> [AIM]: Write the next part of the review of Twain's autobiography that appears below, picking up right after its last sentence.
* START DOCUMENT TEXT *
Huge thanks go to Net Galley and University of California Press, who provided me with a DRC in exchange for an honest review. It has taken me some time to read and rate it because once I had the DRC for Volume 3, I decided I should hunt down volumes 1 and 2 and read those first. Now I am finally finished, and it was well worth the effort.
First let’s talk about the obvious thing: how dare I rate Twain four stars rather than five? I considered the matter and reflected that if Twain himself were to rate it, he might say the same. The reason is that, as he plainly states more than once in his narrative, he is writing not for posterity, but for bulk. An unfair copyright law that was present at the time he began his autobiography permitted a copyright to stand for only 42 years, after which the work entered the public domain. Twain hired a lobbyist to attempt to gain an amendment offering the author the option to renew the copyright, and ultimately he won. But when he started the autobiography, his plan was to write 500,000 words and then republish each of his books with a portion of the autobiography attached so that it could be called a new work and thereby merit a brand new copyright. Twain’s wealth had been considerably depleted by dishonest people in his employ, not once but three times. He had made a fortune, but much of it was gone, partially due to an unscrupulous publishing agent and then later to two household employees he regarded as close to him as family. The double blow of losing so much money and learning of the duplicity of people he had loved and thought loved him was a bitter pill indeed.
* END DOCUMENT TEXT *
* START DATA SEGMENT *
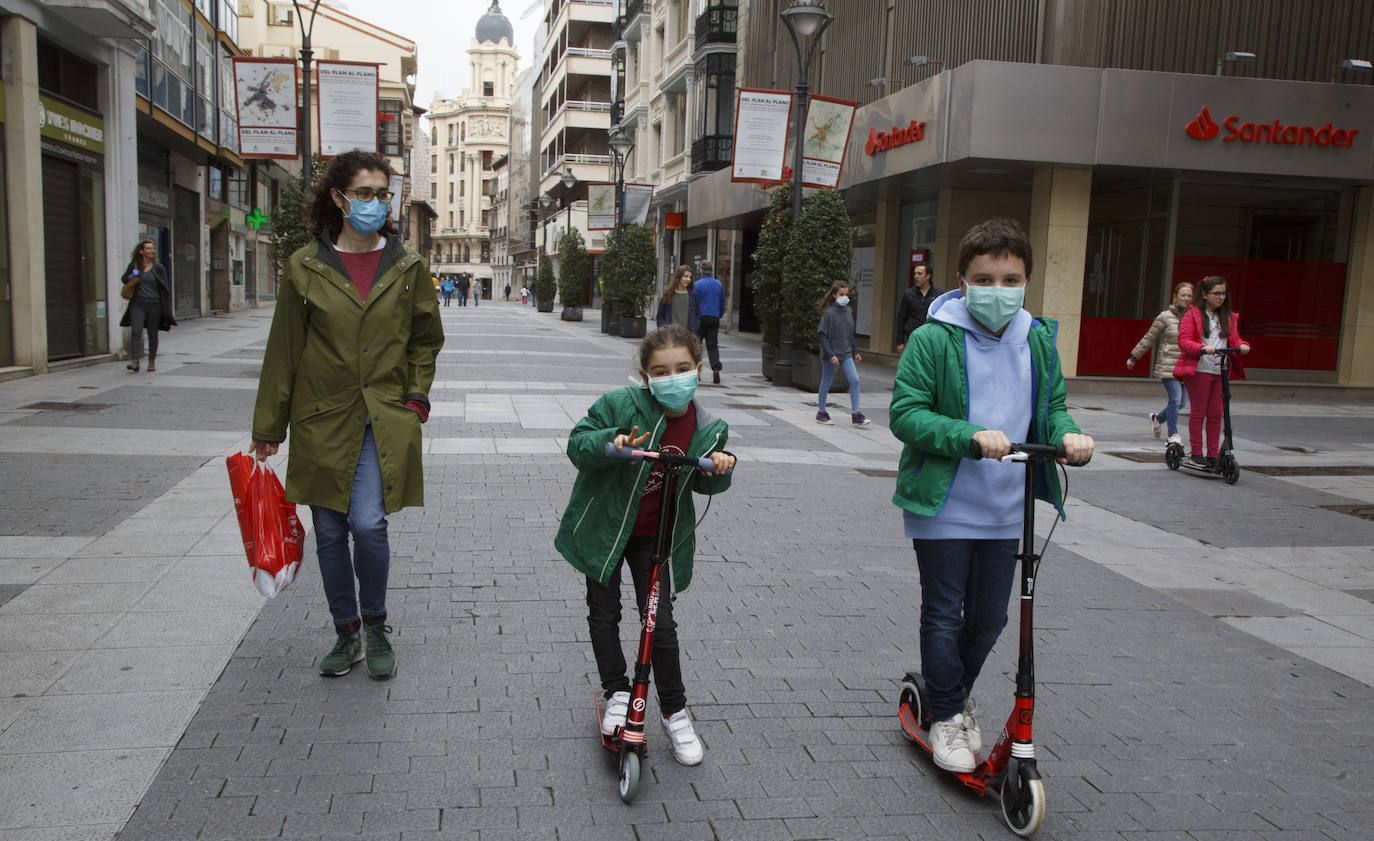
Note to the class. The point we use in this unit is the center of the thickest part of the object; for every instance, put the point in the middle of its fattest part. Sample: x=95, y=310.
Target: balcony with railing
x=712, y=153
* END DATA SEGMENT *
> [EXPECTED ANSWER]:
So the book contains filler, and this he unabashedly admits. And at times I had found myself wondering why he included all of the letters he had received from cute children he had met onboard a ship, but until I found the bald statement that he needed 500,000 words, I had attributed it to his eccentricity. No, not so much. There is gold in this memoir, and if you like Twain, or history, or both, you should buy it and read it. He says things nobody else has said, and so even once you realize you have entered into a portion of the memoir that is just plain filler and you skim till that section ends, the next things you read will be worth your time and money.
Twain stipulated that the autobiography in its entirety must not be published until he had been dead 100 years. He did this because if he wanted to say someone was a rotten scoundrel and then give details that might well draw a lawsuit, he could go ahead and say it; he also said he didn’t want to hurt the feelings of said people’s children or grandchildren. I’d say he succeeded. Some of those he consigns to the flames are individuals contemporary readers won’t recognize. However, he hated President Theodore Roosevelt with a fiery passion, and he doesn’t mince words where he is concerned.
Most of the memoir is not angry in tone, however; there are places where I laughed out loud. The way he talks about Carnegie, who mentally catalogued every compliment ever paid him and then went through the entire litany when one visited, adding new ones but never removing or abbreviating the old ones, just cracked me up.
Most of all, I loved his explanation of the privileges conferred upon us by old age, one of which was the right to pitch a fit if one felt like it:
“But indeed the older you grow, the less secure becomes the furniture. When I throw chairs through the window I have a sufficient reason to back it. But you–you are but a creature of passion.”
Toward the end I wanted to sit down and cry with him. He lived a long life, but the outcome was that he outlived three of his four children—a little boy that died shortly after birth, as well as two of his three daughters—and also his lovely wife, whom he adored, and his best friends. The autobiography was to provide support for the two daughters that he feared would not see a nickel from his earlier works because of the copyright laws.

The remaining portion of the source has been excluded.